# SHORT EXERCISE
List each line of the material that contains the string "coordinates", treating uppercase and lowercase letters as different.
■ ■ ■
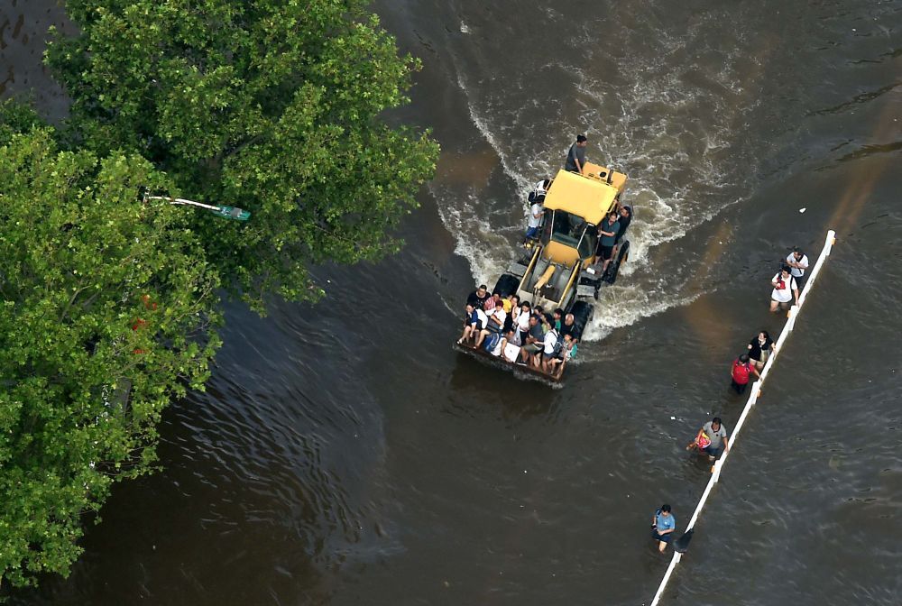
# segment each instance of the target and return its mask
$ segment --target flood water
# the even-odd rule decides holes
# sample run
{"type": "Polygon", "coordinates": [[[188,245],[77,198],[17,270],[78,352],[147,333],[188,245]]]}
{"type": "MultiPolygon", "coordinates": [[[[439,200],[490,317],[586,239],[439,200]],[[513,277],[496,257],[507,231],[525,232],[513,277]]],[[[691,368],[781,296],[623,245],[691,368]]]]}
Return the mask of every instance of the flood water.
{"type": "MultiPolygon", "coordinates": [[[[902,2],[374,9],[424,63],[391,118],[443,148],[407,247],[321,268],[318,306],[228,307],[162,473],[116,489],[68,580],[9,603],[648,603],[669,560],[650,515],[667,501],[685,528],[709,477],[683,447],[713,415],[732,429],[730,363],[782,327],[770,278],[829,228],[662,603],[902,602],[902,2]],[[450,344],[581,132],[630,178],[634,248],[550,390],[450,344]]],[[[4,94],[36,87],[50,115],[40,32],[60,15],[0,9],[4,94]]]]}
■ ■ ■
# PROBLEM SOLUTION
{"type": "Polygon", "coordinates": [[[188,245],[77,198],[17,270],[78,352],[147,333],[188,245]]]}
{"type": "MultiPolygon", "coordinates": [[[[439,200],[490,317],[586,239],[439,200]],[[513,277],[496,257],[507,231],[525,232],[513,277]]],[[[691,368],[781,296],[623,245],[691,368]]]]}
{"type": "MultiPolygon", "coordinates": [[[[902,2],[374,9],[424,63],[391,118],[443,148],[407,247],[321,268],[318,306],[228,307],[162,473],[116,489],[68,580],[9,603],[648,603],[669,560],[650,515],[667,501],[685,528],[709,477],[683,447],[713,415],[732,429],[730,363],[782,327],[770,278],[829,228],[662,603],[902,602],[902,2]],[[450,344],[581,132],[630,178],[634,248],[550,390],[450,344]]],[[[4,94],[36,87],[50,115],[40,32],[60,15],[0,9],[4,94]]]]}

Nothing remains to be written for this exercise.